'Aeroecology' uses radar to track flying animals

By Jason Palmer
Science and technology reporter, BBC News, Washington DC

Image caption,
The power of the method could be massively increased with the use of more, smaller radar units

The study of birds, bats and flying insects could be transformed by the use of technology designed for tracking storms, researchers say.

Meteorologists once treated the signals from flying animals as a nuisance that complicated their measurements.

But recent improvements in computing power and networking of radar stations have turned that nuisance signal into a valuable data source on animal ecology.

A panel told the AAAS conference that radar could spot a single bee at 50km.

Further improvements to the technique must be made before that level of resolution can be reached, however; now it is the storms that are complicating the signals that interest biologists.

But pioneer of the "aeroecology" field, Thomas Kunz, of Boston University, told the conference why radar is needed.

"One of the limitations we have in working with small animals like birds and bats and insects is that you can't put large satellite radio transmitters on them to understand their movements.

"So the whole concept of aeroecology is an integrated approach using many different tools to try to answer the questions about how organisms move and use the aerosphere."

Phillip Chilson is a meteorologist from the University of Oklahoma, who has been working with radar for two decades. He explained why radar is a potentially transformative tool for aeroecology.

"We already have well-developed networks of radar around the country and around the world - used for tracking weather and for tracking airplanes.

"There are as many as 510 government-owned and maintained radar (installations) in the US and 156 for weather radar; Europe has in the order of 200. We have a wonderful tool that we can use for exploring biology without much outlay of money from scientific sources."

Dr Chilson and Professor Kunz recently teamed up with biologist Winifred Frick of the University of California, Santa Cruz to look into the mystery of bat movements.

"Dr Kunz and I were meeting Dr Chilson about a year ago over breakfast and they kept talking about the 'QPE', and finally I asked what it is," Dr Frick told the meeting.

It stands for quantitative precipitation estimator - a numerical method to measure how much rain there is in a storm front.

Media caption,
Animal flight patterns could help scientists monitor how they are affected by man and the environment

"I paused and said, 'you can estimate the number of raindrops in a raincloud? Do you think we could estimate the number of bats in a bat cloud?'"

__Prompt 1__.
List every university named in the aeroecology article.
__Prompt 2__.
Pick up the aeroecology article after its final sentence and continue it.

(Saved data entries)
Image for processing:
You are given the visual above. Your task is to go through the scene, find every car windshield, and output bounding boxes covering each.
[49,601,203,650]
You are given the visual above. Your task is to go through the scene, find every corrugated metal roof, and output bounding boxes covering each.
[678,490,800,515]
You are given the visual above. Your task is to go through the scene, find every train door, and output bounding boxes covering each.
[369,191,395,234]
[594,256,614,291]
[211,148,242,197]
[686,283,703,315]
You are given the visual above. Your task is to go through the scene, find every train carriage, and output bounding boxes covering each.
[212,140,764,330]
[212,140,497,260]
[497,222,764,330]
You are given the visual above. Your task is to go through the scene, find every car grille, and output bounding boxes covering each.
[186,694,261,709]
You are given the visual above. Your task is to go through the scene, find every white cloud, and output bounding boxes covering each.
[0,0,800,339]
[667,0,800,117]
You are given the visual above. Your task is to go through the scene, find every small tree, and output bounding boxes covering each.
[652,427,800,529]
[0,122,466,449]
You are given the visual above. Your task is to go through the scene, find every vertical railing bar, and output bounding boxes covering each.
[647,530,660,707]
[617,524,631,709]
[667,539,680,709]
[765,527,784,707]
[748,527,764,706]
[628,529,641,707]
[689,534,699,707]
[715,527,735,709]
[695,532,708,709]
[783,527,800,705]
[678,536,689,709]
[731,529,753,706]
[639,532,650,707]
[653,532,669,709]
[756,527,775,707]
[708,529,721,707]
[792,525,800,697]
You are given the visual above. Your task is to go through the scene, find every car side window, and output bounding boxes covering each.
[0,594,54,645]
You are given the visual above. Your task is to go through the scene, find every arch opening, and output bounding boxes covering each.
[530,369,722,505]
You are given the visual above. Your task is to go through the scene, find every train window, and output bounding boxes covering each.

__Response box 1__.
Boston University
University of Oklahoma
University of California, Santa Cruz

__Response box 2__.
To calibrate their experiment, the team took a bat into a chamber where the degree to which it reflects radio waves could be measured.

"From those measurements and using radar, we've been able to adapt those QPE measurements to a 'QBE' - a quantitative bat estimator," Dr Frick said.

Although the field is only just getting started, the team's measurements are already paying dividends, Dr Frick later explained to BBC News.

"One of the things that's most exciting to me is that we sometimes see an airmass that's moving, like a weather front, and insects actually get trapped up in that - you can see the insects pooling up along this air mass.

Image caption,
Thermal imaging of bats is also aiding in the "aeroecology" effort

"If this happens to pass over the bat caves at sunset, the bats come out and distribute themselves right along that gust front and presumably gobble up those insects. Marine biologists probably think that kind of thing happens all the time in the ocean, but we've never been able to see that in the aerosphere."

Another aspect of the work is that decades of data from radar stations exists in archives, waiting to be mined for information about flying creatures.

Such a rich data set is crucial in conservation efforts, and understanding how birds, bats and insects are responding to long-term drifts in their environment.

"Lots of people have been able to look at seasonal variations - people do this with plants, to look when the start of spring is changing, how the flowering time changes," Dr Frick explained.

"We didn't have a tool to look at that same kind of process for vertebrates; now we're looking at the timing of purple martins - aerial insectivorous birds - when their migration starts and stops, and we can do that with bats. That'll be really important for understanding the long-term implications for climate change."